**TUJUAN LATIHAN**.
Periksa apakah setiap pernyataan di bawah ini sesuai dengan bacaan tentang pelanggaran lalu lintas. Jawab ya atau tidak, lalu kutip kata-kata bacaan yang menentukan jawabannya.
1. Ramdlon Naning menyebut pelanggaran lalu lintas jalan sebagai perbuatan yang bertentangan dengan peraturan perundang-undangan lalu lintas.
2. Pasal 105 hanya berlaku bagi pengemudi kendaraan bermotor.
3. Pasal 105 mewajibkan pengguna jalan mencegah hal-hal yang dapat menimbulkan kerusakan jalan.

**BACAAN**.
•••

Analisis Terhadap Efektivitas dan Daya Guna Undang-Undang Nomor 22 Tahun 2009 Tentang Lalu Lintas dan Angkutan Jalan Dalam Penerapannya Dimasyarakat

Disusun oleh : Dopdon Kurniawan Sinaga, S.H

Analisis :

Tentang pengertian lalu lintas dalam kaitannya dengan lalu lintas jalan, Ramdlon Naning menjelaskan bahwa yang dimaksud dengan pelanggaran lalu lintas jalan adalah perbuatan atau tindakan yang bertentangan dengan ketentuan-ketentuan peraturan perundang-undangan lalu lintas.[1]

Pelanggaran yang dimaksud diatas adalah sebagaimana diatur dalam Pasal 105 Undang-undang Nomor 22 tahun 2009 yang berbunyi :

Setiap orang yang menggunakan Jalan Wajib:

A. Berperilaku tertib:dan/atau

B. Mencegah hal-hal yang dapat merintangi, membahayakan keamanan, dan keselamatan lalu lintas dan angkutan jalan, atau yang dapat menimbulkan kerusakan jalan.

•••

**Entri yang diambil dari sebuah koleksi**.
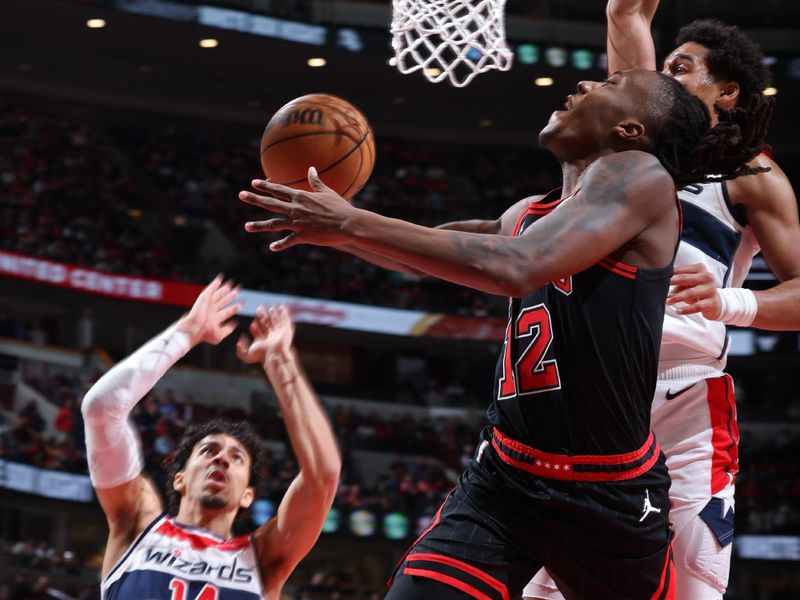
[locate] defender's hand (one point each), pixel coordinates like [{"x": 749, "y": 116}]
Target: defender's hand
[
  {"x": 695, "y": 286},
  {"x": 272, "y": 333},
  {"x": 314, "y": 217},
  {"x": 211, "y": 316}
]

•••

**JAWABAN LATIHAN**.
1. Ya: "perbuatan atau tindakan yang bertentangan dengan ketentuan-ketentuan peraturan perundang-undangan lalu lintas"
2. Tidak: "Setiap orang yang menggunakan Jalan Wajib"
3. Ya: "atau yang dapat menimbulkan kerusakan jalan"